* Exercise instructions
From the records below, extract only the lines running from the line with "In this exercise you will pick out the green leaf" to the line with "In this exercise you will pick out the flower petal", both lines included, reproducing them exactly.

* Point localization data
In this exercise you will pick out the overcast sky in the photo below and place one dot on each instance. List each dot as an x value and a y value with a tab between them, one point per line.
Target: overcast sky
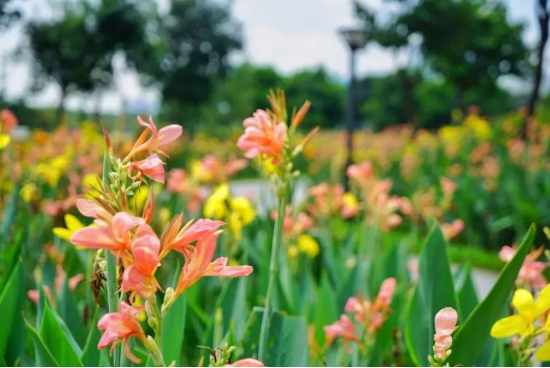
287	34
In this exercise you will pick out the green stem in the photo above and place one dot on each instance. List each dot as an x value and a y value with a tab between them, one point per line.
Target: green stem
112	281
273	269
112	286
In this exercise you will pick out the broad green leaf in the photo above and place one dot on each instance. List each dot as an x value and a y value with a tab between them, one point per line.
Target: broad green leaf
466	292
287	342
91	355
248	346
433	292
68	310
8	307
326	311
173	332
44	357
469	340
58	340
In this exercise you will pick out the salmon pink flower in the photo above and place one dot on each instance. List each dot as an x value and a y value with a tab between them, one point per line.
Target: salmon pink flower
91	209
445	324
152	167
198	264
190	233
360	172
115	237
8	121
262	135
249	362
140	275
531	273
158	139
177	181
343	328
121	326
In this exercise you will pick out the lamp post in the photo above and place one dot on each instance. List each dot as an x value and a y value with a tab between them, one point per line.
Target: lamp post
356	38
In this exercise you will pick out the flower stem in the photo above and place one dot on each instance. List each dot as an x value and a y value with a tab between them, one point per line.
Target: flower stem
112	282
273	269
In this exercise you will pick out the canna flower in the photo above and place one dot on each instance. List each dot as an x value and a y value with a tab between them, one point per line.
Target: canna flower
445	324
181	240
528	311
152	167
198	264
350	206
530	274
263	135
73	224
343	328
242	214
115	237
8	121
120	327
249	362
308	245
452	230
362	172
177	181
158	139
140	275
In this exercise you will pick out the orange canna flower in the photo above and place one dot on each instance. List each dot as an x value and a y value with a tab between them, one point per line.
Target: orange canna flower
262	135
140	275
152	167
445	323
249	362
198	264
115	237
121	326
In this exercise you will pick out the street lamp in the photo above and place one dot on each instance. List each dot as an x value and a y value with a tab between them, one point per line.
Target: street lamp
356	38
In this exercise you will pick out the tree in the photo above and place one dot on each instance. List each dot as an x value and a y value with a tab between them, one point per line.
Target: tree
327	97
77	50
8	14
543	15
197	39
468	42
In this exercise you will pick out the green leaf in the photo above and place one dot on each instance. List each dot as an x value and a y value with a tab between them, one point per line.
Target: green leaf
326	311
470	338
91	355
466	292
248	346
287	342
433	292
58	340
68	310
8	307
44	357
173	332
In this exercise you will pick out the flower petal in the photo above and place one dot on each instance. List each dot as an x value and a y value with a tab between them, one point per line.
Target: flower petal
509	326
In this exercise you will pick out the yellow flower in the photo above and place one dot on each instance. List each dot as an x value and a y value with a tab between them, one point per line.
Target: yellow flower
292	252
480	127
4	140
308	245
73	224
216	204
543	354
28	192
350	201
242	214
528	312
164	215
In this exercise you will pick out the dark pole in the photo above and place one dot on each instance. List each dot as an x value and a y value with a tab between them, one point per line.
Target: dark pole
350	115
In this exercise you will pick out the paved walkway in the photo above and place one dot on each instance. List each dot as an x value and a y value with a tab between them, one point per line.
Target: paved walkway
260	192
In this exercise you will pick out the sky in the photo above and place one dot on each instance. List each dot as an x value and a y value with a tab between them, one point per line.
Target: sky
289	35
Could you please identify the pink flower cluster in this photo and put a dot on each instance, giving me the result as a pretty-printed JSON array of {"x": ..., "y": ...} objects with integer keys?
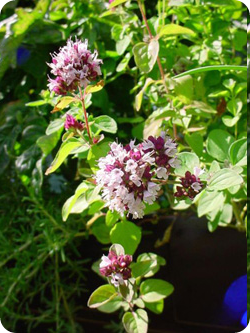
[
  {"x": 129, "y": 174},
  {"x": 116, "y": 267},
  {"x": 74, "y": 65},
  {"x": 72, "y": 123},
  {"x": 191, "y": 185}
]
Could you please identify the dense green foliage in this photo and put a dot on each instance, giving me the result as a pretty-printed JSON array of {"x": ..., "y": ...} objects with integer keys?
[{"x": 189, "y": 77}]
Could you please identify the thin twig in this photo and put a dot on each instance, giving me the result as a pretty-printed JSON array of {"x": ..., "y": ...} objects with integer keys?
[{"x": 85, "y": 113}]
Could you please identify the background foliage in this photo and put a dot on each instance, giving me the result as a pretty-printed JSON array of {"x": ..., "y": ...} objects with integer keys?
[{"x": 43, "y": 259}]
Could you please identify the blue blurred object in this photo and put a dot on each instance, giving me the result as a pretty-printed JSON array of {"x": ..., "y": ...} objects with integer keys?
[
  {"x": 235, "y": 300},
  {"x": 244, "y": 320},
  {"x": 22, "y": 55}
]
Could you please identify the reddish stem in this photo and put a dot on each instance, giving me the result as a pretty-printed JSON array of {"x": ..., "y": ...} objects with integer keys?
[{"x": 85, "y": 113}]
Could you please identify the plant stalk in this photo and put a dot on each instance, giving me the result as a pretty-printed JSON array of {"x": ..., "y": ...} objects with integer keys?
[{"x": 85, "y": 113}]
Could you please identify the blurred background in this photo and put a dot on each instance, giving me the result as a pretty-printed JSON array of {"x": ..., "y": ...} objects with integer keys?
[{"x": 45, "y": 275}]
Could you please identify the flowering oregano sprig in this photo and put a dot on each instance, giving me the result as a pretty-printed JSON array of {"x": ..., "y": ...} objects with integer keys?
[
  {"x": 129, "y": 174},
  {"x": 116, "y": 267},
  {"x": 74, "y": 66},
  {"x": 191, "y": 185}
]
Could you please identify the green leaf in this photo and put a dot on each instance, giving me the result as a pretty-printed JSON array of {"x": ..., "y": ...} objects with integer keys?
[
  {"x": 235, "y": 106},
  {"x": 48, "y": 142},
  {"x": 212, "y": 68},
  {"x": 116, "y": 3},
  {"x": 101, "y": 231},
  {"x": 127, "y": 234},
  {"x": 230, "y": 121},
  {"x": 223, "y": 179},
  {"x": 37, "y": 103},
  {"x": 111, "y": 218},
  {"x": 153, "y": 290},
  {"x": 65, "y": 149},
  {"x": 174, "y": 29},
  {"x": 229, "y": 84},
  {"x": 210, "y": 201},
  {"x": 101, "y": 296},
  {"x": 156, "y": 307},
  {"x": 55, "y": 126},
  {"x": 184, "y": 89},
  {"x": 90, "y": 89},
  {"x": 218, "y": 144},
  {"x": 122, "y": 44},
  {"x": 124, "y": 63},
  {"x": 143, "y": 58},
  {"x": 118, "y": 249},
  {"x": 63, "y": 103},
  {"x": 82, "y": 188},
  {"x": 195, "y": 141},
  {"x": 238, "y": 152},
  {"x": 112, "y": 305},
  {"x": 136, "y": 322},
  {"x": 106, "y": 124},
  {"x": 188, "y": 162},
  {"x": 139, "y": 96},
  {"x": 140, "y": 269},
  {"x": 97, "y": 151}
]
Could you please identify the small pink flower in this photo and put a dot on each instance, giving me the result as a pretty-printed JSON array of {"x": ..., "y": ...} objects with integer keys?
[
  {"x": 191, "y": 185},
  {"x": 116, "y": 267},
  {"x": 74, "y": 65},
  {"x": 72, "y": 123},
  {"x": 126, "y": 173}
]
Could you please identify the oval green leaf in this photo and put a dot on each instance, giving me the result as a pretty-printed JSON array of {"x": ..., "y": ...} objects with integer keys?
[{"x": 101, "y": 296}]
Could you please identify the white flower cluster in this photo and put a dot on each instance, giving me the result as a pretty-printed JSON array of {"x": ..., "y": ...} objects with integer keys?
[
  {"x": 74, "y": 65},
  {"x": 129, "y": 174}
]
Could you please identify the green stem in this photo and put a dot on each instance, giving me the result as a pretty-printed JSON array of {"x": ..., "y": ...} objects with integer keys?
[
  {"x": 57, "y": 280},
  {"x": 212, "y": 68},
  {"x": 240, "y": 222},
  {"x": 85, "y": 113}
]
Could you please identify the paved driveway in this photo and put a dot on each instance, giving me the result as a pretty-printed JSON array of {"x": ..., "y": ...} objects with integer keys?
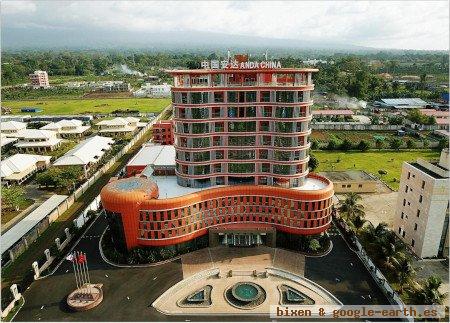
[{"x": 129, "y": 292}]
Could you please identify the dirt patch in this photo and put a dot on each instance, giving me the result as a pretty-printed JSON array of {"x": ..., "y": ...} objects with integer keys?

* Output of the exercise
In this exercise you will pick out the green leaf in the photo above and place one dot on each instance. List each dot as an x value and a y value with a tab between them, one point per line.
Target: green leaf
326	311
470	338
91	355
466	292
248	346
287	342
433	292
58	340
68	310
8	307
44	357
173	332
In this exercise you will pick out the flower petal in the photo above and place one dot on each instance. List each dot as an x value and a y value with a tab between them, one point per line.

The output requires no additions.